= DOCUMENT EXCERPT =

§ §

The difference between these two ratings formed our primary data. We averaged the rating difference scores (δ = conjunction rating – sole rating) for each participant for each of the eight problems (Fig. 2). Positive values of δ indicate that participants rated conjunctions as more likely than their constituent sole events, which is a form of the conjunction fallacy. Zero or negative scores are not fallacious. The average δ value was 7.29% (SD = 13.07, SE = 1.69), which was reliably greater than zero, according to both a two-tailed one-sample t test, t(59) = 4.32, p < .001, and one-sample Bayesian estimation (BEST; Kruschke, 2013), 95% credible interval (CrI) = [4.06, 10.79]. The effect size (d) was 0.56, 95% confidence interval (CI) = [0.28, 0.83]. Therefore, participants appear to have erroneously rated conjunctions as more likely than their constituent sole events.

Distribution of the average of the eight difference scores for each participant (Experiment 1). The solid vertical line indicates the mean, and the dotted vertical lines indicate the 95% confidence interval.
As shown in Figure 2, when we averaged all critical trials together, 72% of participants rated the conjunctions as more likely than their constituents on average. In addition, 62% of participants rated the conjunction as more likely than the constituent on more than half of the critical pairs. If participants were respecting the laws of probability in their estimations, they would generally rate the conjunction as less or equally likely. We would certainly not expect to see a consistent reversal.
Secondary analyses
In the postexperiment questionnaire, none of the participants reported noticing that some of the videos appeared twice. In a follow-up question revealing that some of the videos appeared twice, only seven participants claimed to notice. The questionnaire also asked participants to estimate how many videos were repeated. Although the true number of repeats was eight, only three participants guessed close to this number. The majority of participants who guessed said that only a small number (two or three) were repeated, although many participants declined to guess at all.
At the end of the experiment, we asked participants, “Roughly speaking, how did you try to solve the problems? Please tell us a little about your approach below.” Three coders who were not involved in the design or running of the experiment or the collection of data were asked to code the free responses into four categories. The ratings had a Cronbach’s alpha of .75, indicating acceptable agreement (Kline, 2013). A one-way, between-subjects analysis of variance (ANOVA) found a significant effect, F(3, 56) = 3.900, p = .013, η2 = .17, and a Bayesian test produced a Bayes factor (BF) of 4:1 in favor of a difference by reported approach. However, because this result failed to replicate in the higher powered Experiment 2, we suggest that it was a false positive and do not draw any conclusions from it.
Experiment 2
Experiment 1 provided evidence that people commit the conjunction fallacy when reasoning about simple physical scenarios. However, there is reason to be cautious in interpretation. Early criticisms of conjunction-fallacy results centered on the idea that participants might be interpreting the task in line with conversational norms (Gigerenzer, 1991, 1996). People expect statements in conversation to be informative, truthful, relevant, and clear (Grice, 1991), but it can be argued that conjunction questions sometimes violate these expectations, leading participants to answer a slightly different question from the one intended. Various empirical attempts have been made to demonstrate that apparent conjunction-fallacy errors are simply the result of participants reasonably misinterpreting the materials (Dulany & Hilton, 1991; Fiedler, 1988; Hertwig & Gigerenzer, 1999; Mellers, Hertwig, & Kahneman, 2001; Morier & Borgida, 1984), although even in the strictest tasks, the errors persist (Sides et al., 2002; Tentori & Crupi, 2012).

§ §

Dataset excerpt
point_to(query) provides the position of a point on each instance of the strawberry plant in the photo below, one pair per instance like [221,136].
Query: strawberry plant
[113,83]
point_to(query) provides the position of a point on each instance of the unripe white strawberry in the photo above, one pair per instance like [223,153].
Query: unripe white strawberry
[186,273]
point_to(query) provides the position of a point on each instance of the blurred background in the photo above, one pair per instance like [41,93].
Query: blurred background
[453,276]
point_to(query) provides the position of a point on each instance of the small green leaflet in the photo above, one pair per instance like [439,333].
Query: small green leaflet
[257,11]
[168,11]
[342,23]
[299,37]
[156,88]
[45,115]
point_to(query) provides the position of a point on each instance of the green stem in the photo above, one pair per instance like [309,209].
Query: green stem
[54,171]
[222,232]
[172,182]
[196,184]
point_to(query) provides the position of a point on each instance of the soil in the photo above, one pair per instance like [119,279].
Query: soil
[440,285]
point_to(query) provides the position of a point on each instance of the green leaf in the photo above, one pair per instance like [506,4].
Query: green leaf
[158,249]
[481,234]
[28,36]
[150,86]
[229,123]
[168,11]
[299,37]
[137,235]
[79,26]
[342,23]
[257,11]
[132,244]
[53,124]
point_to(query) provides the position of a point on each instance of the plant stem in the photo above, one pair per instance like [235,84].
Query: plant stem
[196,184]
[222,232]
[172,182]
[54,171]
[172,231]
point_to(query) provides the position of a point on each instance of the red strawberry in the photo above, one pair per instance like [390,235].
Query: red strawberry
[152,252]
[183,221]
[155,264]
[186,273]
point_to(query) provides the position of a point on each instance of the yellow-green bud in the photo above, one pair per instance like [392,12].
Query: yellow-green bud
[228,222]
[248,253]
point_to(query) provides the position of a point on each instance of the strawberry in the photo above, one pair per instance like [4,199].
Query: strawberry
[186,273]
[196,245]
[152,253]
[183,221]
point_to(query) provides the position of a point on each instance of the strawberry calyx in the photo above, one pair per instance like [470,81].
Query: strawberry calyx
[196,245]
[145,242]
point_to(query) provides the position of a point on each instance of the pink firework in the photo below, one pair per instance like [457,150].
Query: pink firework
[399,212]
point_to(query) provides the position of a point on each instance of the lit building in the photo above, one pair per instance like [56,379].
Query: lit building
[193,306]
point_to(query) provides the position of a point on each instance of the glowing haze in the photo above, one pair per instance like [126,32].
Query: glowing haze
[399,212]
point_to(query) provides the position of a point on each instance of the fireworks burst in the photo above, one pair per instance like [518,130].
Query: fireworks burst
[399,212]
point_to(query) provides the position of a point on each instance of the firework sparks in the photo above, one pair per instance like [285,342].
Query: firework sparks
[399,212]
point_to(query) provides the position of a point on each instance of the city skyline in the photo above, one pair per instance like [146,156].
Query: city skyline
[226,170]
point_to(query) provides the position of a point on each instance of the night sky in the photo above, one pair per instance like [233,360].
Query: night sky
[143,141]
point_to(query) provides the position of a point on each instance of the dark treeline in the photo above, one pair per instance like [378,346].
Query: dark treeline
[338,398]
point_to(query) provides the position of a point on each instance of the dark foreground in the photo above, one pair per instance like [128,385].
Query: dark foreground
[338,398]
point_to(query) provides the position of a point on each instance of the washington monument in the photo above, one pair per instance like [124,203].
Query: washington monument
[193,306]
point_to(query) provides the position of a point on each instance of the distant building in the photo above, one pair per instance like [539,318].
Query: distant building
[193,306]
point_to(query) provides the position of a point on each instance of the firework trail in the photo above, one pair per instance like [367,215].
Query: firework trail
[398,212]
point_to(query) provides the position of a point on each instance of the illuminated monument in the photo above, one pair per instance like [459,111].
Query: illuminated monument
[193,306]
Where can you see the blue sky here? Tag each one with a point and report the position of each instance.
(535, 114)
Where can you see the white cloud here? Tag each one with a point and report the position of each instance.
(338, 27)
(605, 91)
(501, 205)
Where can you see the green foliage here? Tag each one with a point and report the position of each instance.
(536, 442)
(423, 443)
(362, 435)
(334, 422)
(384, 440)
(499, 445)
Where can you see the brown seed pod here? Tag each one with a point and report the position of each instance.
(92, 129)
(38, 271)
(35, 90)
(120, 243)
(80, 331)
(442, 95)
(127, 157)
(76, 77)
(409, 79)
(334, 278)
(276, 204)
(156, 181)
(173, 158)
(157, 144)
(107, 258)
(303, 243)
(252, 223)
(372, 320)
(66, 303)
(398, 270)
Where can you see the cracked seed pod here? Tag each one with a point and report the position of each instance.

§ §

= THINGS TO DO =
• 1. In the conjunction-fallacy study excerpt, what percentage of participants rated the conjunctions as more likely than their constituents when all critical trials were averaged together?
• 2. Extend the conjunction-fallacy study excerpt beyond its final sentence.
The listing has no connection to the conjunction-fallacy study excerpt.

= OUTPUTS FOR THE TASKS =
• 1. 72%

• 2.
Two alternative interpretations seem particularly of concern in Experiment 1. Mellers et al. (2001) pointed out that, for example, “We invited friends and colleagues to the party” implies a union of friends and colleagues, rather than an intersection. If participants are reading the question quickly, they could potentially interpret P(A ∧ B) as something like P(A ∨ B), that is, “How likely is it that the cannonball will hit the pink sphere or the pink sphere will end up on the grass or both events will occur?” Similarly, participants might interpret the conjunction as the conditional (“If the cannonball hits the pink sphere, then how likely is it that the pink sphere will end up on the GRASS?”). The conditional being larger than one constituent is not a logical impossibility and certainly not a form of the conjunction fallacy.
To account for these classes of alternative interpretations, we ran a replication of Experiment 1 with additional conditions, allowing us to evaluate whether alternative phrasings of the conjunction question would lead to the same conjunction errors observed in Experiment 1.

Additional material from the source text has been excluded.